WRITTEN TASK - Copy each line of the data below that contains the word "tower", matching case exactly.

GIVEN ENTRIES -
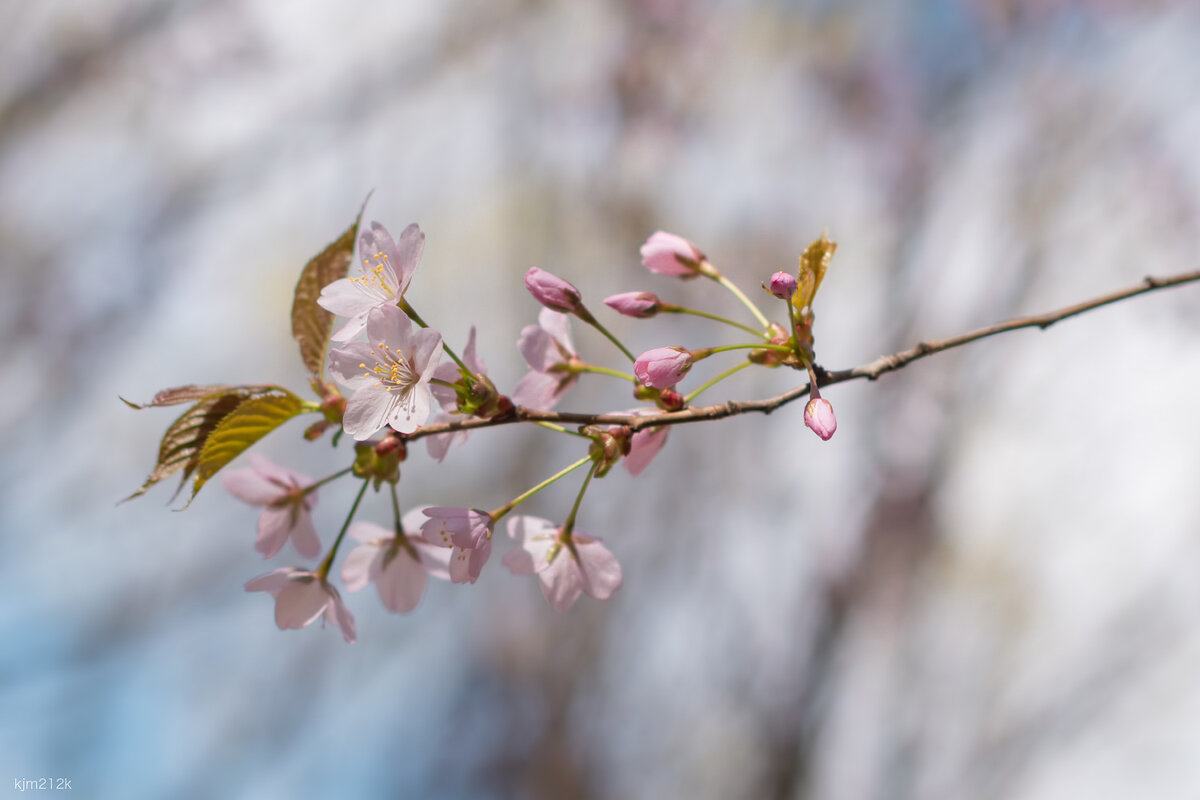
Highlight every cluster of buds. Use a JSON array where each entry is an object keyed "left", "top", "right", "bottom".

==

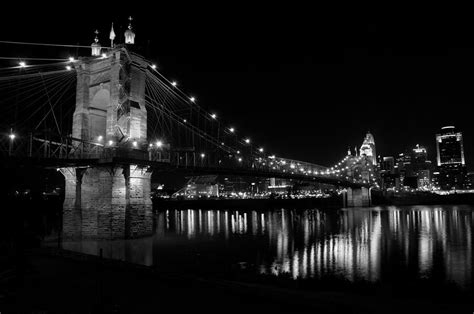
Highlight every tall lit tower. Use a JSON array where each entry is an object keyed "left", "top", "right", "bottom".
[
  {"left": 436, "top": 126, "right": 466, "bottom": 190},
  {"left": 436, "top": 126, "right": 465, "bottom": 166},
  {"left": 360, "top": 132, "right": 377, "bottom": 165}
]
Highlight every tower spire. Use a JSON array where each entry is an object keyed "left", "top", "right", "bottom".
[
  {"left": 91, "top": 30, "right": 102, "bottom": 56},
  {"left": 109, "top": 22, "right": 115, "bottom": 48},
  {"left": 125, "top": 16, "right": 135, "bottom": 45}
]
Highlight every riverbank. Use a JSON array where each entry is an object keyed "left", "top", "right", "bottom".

COMPLETED TASK -
Highlight every tall lit tower. Use a JSON array where each entry is an object keyed "left", "top", "right", "bottom".
Highlight every tower spire. Use a JSON array where each entry is an object keyed "left", "top", "right", "bottom".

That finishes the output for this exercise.